__Bloc de texte__.
::::

C’est dans cette logique de « co-veillance » que
les HLM
[5] proposent aux locataires un accès aux caméras de
sécurité, dans leur salon, via leur télévision. En introduisant
la démocratie chez Big Brother, on balaye de la main les
accusations d’atteinte aux libertés : la surveillance
est décentralisée et cogérée.
Evidemment,
cette surveillance seule ne suffit pas. Parallèlement à
ces mesures, l’espace défendable s’adapte pour favoriser
la capture du délinquant. Les policiers urbanistes condamnent
les coursives et suppriment les toits en terrasse. Ils installent
des halls avec sas, des vidéophones et font disparaître
les ornements des façades pour éviter l’escalade… L’immeuble
se lisse. Restent les pics anti-pigeons.
Cette
prise en compte de la sécurité dans l’aménagement de l’espace,
la prévention situationnelle n’est pas un
délire de quelques urbanistes, mais bien la nouvelle norme
pour la ville. L’Europe devrait bientôt coucher tout cela
sur papier, condamnant les haies du Vieux Continent à ne
pas mesurer plus de 72 centimètres.
Mais si
l’espace défendable a d’abord été imaginé
pour l’habitat social, ses méthodes s’appliquent sans mal
à d’autres types d’infrastructures, en particulier aux équipements
de loisirs. Ainsi ce sont les mêmes concepts qui ont pu
être utilisés lors de la construction du Stade de France,
à Saint-Denis : même perdu au milieu de 80 000 personnes,
impossible d’échapper à la surveillance des caméras mobiles
placées sur le toit. Surtout, le contrôle social s’exprime
avec la même intensité à l’intérieur et à l’extérieur de
l’équipement. Le poste de commande centralisé du Stade est
par exemple capable de suivre un supporter depuis la station
de RER Châtelet jusqu’à sa place dans les tribunes. La surveillance
ne se limite plus à l’intérieur de l’enceinte mais irradie
l’environnement de l’infrastructure. L’équipement de loisirs
ne se contente pas de s’autosécuriser mais étend son besoin
de sécurité à l’ensemble du quartier. Et puisqu’il est souvent
un pôle qui s’inscrit dans des projets bien plus vastes
(de constructions de bureaux, de commerces, de logements),
il se pose comme un facteur important de réaménagement de
la ville
[6].

::::

__Consigne__. Recopiez mot pour mot le passage du texte sur la surveillance en ville, de « C’est dans cette » à « décentralisée et cogérée. ». Vous n'aurez pas besoin du matériel ci-dessous.

[Données d'étiquetage de lieux]

::::

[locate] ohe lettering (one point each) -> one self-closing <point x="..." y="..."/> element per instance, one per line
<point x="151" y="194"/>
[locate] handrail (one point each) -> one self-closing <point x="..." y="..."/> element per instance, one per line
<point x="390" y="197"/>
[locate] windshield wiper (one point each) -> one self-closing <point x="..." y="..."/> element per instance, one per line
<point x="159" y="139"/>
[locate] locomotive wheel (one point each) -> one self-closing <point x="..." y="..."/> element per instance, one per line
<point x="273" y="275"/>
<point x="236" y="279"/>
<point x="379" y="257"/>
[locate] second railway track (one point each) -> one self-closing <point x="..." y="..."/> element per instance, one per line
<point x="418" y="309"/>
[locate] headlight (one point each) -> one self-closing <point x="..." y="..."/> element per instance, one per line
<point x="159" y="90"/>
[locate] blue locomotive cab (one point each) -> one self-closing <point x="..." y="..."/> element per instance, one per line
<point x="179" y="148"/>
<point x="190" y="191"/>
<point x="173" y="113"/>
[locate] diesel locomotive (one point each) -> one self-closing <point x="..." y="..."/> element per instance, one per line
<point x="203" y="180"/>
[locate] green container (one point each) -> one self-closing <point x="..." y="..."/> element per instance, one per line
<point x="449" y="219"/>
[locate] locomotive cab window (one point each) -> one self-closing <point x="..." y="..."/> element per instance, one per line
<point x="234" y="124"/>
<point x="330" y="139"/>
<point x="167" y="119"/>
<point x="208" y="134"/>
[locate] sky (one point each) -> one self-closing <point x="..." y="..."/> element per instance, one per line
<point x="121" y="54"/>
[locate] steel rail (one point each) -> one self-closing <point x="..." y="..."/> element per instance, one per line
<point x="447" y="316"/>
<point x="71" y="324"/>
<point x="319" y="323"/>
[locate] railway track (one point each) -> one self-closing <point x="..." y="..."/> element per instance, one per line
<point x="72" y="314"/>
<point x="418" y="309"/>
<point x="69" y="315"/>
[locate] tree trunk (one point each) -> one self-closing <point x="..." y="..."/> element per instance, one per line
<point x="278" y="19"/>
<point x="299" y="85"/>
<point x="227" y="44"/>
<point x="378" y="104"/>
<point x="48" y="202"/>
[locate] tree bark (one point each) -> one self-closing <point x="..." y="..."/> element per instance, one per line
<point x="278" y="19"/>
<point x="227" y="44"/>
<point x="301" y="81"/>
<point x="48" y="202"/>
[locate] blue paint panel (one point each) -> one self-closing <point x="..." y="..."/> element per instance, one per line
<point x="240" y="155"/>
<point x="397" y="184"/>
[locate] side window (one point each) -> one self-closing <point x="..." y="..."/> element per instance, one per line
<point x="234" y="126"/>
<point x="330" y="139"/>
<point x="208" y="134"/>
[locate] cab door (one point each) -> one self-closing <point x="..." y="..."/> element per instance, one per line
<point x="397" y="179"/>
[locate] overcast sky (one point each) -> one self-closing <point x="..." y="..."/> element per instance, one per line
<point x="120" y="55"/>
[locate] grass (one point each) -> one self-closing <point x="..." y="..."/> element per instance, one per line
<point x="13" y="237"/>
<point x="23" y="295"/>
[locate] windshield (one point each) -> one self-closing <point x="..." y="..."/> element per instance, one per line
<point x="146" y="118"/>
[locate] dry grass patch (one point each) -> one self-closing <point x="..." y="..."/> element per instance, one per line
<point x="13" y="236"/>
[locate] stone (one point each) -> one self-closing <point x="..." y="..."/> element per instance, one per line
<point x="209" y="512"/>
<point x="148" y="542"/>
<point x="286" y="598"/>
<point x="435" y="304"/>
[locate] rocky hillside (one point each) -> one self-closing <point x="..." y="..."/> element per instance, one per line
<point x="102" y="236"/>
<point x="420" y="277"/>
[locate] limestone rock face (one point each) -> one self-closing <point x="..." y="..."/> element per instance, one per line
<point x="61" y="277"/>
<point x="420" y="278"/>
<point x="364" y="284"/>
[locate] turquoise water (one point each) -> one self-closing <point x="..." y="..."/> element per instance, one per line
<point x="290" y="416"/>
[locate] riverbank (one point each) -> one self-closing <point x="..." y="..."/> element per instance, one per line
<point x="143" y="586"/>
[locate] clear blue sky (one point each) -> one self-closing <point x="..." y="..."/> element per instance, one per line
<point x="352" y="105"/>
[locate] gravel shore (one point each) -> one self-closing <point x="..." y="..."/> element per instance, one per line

::::

__Réponse rédigée__.
C’est dans cette logique de « co-veillance » que
les HLM
[5] proposent aux locataires un accès aux caméras de
sécurité, dans leur salon, via leur télévision. En introduisant
la démocratie chez Big Brother, on balaye de la main les
accusations d’atteinte aux libertés : la surveillance
est décentralisée et cogérée.